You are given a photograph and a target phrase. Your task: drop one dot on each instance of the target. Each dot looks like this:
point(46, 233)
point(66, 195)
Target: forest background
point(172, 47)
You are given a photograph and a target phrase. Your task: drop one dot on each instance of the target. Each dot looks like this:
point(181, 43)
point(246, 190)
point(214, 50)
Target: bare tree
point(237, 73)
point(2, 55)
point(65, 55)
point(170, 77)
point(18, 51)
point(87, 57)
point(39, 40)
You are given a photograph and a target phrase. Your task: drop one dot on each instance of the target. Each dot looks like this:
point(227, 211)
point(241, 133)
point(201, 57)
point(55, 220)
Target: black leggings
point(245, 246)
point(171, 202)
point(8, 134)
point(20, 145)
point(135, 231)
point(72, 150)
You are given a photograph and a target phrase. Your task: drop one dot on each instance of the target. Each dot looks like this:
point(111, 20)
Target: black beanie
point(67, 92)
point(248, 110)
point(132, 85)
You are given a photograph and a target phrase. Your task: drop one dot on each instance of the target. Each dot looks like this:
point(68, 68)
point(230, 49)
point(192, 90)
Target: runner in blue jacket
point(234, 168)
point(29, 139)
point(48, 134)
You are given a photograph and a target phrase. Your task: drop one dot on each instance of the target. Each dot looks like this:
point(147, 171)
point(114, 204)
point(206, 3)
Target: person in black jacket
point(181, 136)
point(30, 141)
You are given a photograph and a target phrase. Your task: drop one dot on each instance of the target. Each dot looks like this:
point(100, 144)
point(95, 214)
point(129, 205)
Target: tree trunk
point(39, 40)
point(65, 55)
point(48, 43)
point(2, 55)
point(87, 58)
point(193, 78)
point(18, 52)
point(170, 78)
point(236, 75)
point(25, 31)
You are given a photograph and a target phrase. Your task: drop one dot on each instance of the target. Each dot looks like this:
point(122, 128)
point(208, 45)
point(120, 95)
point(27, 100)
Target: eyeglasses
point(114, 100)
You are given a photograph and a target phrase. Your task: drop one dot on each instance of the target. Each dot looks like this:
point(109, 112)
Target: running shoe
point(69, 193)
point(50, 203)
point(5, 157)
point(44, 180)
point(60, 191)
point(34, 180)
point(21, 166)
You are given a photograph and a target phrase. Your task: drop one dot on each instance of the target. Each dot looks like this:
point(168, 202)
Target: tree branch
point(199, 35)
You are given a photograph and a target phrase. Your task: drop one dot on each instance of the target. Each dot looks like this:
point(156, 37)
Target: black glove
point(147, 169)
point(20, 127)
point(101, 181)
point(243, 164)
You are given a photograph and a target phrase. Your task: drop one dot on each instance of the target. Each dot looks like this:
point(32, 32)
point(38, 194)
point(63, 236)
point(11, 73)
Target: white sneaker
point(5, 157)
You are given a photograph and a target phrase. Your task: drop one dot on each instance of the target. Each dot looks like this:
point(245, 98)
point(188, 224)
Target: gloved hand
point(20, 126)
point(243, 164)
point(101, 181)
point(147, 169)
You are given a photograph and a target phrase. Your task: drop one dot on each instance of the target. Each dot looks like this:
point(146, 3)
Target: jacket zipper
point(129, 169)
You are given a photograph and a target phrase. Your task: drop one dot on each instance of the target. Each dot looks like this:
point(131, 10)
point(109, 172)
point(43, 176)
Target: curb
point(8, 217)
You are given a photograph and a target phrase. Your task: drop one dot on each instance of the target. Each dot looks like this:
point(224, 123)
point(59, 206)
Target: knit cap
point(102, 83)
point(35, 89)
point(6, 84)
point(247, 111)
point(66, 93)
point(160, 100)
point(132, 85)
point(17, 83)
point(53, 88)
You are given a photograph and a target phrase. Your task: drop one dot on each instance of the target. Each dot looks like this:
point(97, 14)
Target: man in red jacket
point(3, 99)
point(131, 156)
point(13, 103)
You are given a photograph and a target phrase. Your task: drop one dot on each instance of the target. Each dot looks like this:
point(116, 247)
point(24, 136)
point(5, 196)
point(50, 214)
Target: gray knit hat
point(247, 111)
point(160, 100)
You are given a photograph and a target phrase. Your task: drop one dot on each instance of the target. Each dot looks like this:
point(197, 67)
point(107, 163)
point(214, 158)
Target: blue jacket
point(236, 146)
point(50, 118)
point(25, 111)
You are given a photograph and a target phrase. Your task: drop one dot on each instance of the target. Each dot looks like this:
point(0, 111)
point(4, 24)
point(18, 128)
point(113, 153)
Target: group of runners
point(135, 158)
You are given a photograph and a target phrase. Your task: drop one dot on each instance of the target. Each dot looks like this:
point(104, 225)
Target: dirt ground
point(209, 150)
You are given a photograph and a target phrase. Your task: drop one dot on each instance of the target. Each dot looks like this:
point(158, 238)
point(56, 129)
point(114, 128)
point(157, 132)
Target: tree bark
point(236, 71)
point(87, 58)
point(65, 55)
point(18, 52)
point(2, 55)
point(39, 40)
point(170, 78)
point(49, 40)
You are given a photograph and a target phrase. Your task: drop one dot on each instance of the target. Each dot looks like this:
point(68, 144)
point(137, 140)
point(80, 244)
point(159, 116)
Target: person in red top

--------------------

**What you have to do:** From the records above, print only the lines between the one holding "point(206, 3)" and the one holding "point(63, 236)", inclusive, exactly as they stand.

**Exercise answer:**
point(206, 3)
Target: person in black jacket
point(181, 136)
point(30, 141)
You are given a photograph and a target phrase. Your task: drop one dot on each instance of the target. Each dot looks like this:
point(100, 144)
point(95, 214)
point(129, 205)
Target: tree trunk
point(39, 40)
point(65, 55)
point(48, 43)
point(2, 55)
point(87, 58)
point(193, 78)
point(18, 52)
point(170, 78)
point(236, 75)
point(25, 31)
You are given a photograph and a target phrase. Your task: drop one dot on each instance of the target. Each dot looks like this:
point(122, 128)
point(208, 45)
point(120, 95)
point(27, 100)
Target: eyeglasses
point(114, 100)
You are given a photograph and a target phrase. Your task: drop one dot on each instance of the target. Each dot looks like this:
point(109, 112)
Target: running shoe
point(69, 193)
point(50, 203)
point(5, 157)
point(44, 180)
point(60, 191)
point(34, 180)
point(21, 166)
You are given a photograph and a target phrase. Your task: drop one dot on each instance of the target. Each dot looks like this:
point(168, 202)
Target: tree branch
point(199, 35)
You are given a photograph and a target phrase. Your task: drop one dot on each instance of the target. Each dot looks like this:
point(156, 37)
Target: black glove
point(147, 169)
point(20, 127)
point(101, 181)
point(243, 164)
You are given a photograph and a target phrase. Your task: drop one dot on each instance of the target. Each dot looks like this:
point(32, 32)
point(38, 194)
point(63, 236)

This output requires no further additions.